• **BRIEF**: Print the data once more, exactly as supplied.
- Opening Delimiter -
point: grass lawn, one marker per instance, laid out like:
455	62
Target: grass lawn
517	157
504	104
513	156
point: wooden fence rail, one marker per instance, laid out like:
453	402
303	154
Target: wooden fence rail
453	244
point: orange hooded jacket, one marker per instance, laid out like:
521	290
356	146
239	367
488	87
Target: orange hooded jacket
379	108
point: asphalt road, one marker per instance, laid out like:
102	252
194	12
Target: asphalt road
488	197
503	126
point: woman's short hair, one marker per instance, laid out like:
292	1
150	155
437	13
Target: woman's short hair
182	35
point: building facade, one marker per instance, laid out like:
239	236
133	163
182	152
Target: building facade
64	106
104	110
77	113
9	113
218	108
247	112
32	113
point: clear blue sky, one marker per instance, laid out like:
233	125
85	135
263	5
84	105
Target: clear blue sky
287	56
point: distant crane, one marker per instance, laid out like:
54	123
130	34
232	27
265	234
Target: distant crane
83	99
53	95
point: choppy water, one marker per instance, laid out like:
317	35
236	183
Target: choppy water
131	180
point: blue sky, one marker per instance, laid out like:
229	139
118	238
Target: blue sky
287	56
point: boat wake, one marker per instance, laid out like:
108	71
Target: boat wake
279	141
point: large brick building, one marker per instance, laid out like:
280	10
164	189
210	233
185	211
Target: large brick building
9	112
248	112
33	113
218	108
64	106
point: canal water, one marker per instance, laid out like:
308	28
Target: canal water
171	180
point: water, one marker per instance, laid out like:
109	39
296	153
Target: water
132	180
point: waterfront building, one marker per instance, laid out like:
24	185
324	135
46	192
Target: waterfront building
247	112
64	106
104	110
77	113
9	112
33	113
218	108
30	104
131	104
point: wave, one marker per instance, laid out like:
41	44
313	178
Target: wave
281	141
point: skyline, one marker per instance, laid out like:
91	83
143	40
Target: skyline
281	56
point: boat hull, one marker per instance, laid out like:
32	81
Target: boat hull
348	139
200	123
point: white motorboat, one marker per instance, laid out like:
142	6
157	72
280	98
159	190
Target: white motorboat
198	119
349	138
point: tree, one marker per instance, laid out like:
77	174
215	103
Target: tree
- Closing Delimiter -
• **RESULT FOR THIS TASK**:
point: grass lawn, one marker per instance, laid out like:
455	62
Target: grass lawn
517	157
504	104
513	156
point: wooden fence rail, one marker per instance, laid out like:
453	402
303	154
Target: wooden fence rail
453	244
point: orange hooded jacket, one marker per instance, laid out like:
521	290
356	146
239	367
488	87
Target: orange hooded jacket
379	108
point: asphalt road, one marker per instance, laid out like:
102	252
194	12
Target: asphalt road
488	197
503	126
point: woman's short hair, one marker per instance, laid out like:
292	1
150	155
437	13
Target: woman's short hair
182	35
point: building facade, one marker per instance, laid out like:
239	236
133	163
182	152
Target: building facade
64	106
104	110
77	113
9	113
218	108
247	112
32	113
point: clear blue sky, one marker per instance, laid out like:
233	125
85	135
263	5
84	105
Target: clear blue sky
287	56
point: distant crane, one marker per instance, laid out like:
54	123
130	34
232	27
265	234
Target: distant crane
83	99
53	95
point: choppy water, one marker per instance, laid out like:
317	35
236	183
Target: choppy water
131	180
point: blue sky, one marker per instance, laid out like:
229	139
118	238
Target: blue sky
287	56
point: boat wake, one marker per instance, laid out like:
108	71
Target: boat wake
279	141
point: large brick building, one marker per instance, laid out like:
280	10
164	189
210	233
185	211
Target: large brick building
9	112
248	112
33	113
218	108
64	106
point: canal water, one marker per instance, laid out like:
308	28
Target: canal water
171	180
point: water, one marker per instance, laid out like:
109	39
296	153
Target: water
132	180
point: waterfront building, one marker per instance, laid out like:
24	185
324	135
46	192
Target: waterfront building
247	112
64	106
104	110
77	113
9	112
33	113
218	108
30	104
131	104
point: wave, one marker per instance, laid out like:
41	44
313	178
Target: wave
281	141
point: skyline, one marker per instance, laid out like:
91	83
143	40
Target: skyline
281	56
point: boat hull, one marker per instance, laid out like:
32	81
Target: boat hull
348	139
200	123
point: white motorboat, one marker per instance, laid out like:
142	6
157	72
280	98
159	190
Target: white motorboat
198	119
349	138
point: tree, one marker per instance, laid out like:
77	174
215	103
Target: tree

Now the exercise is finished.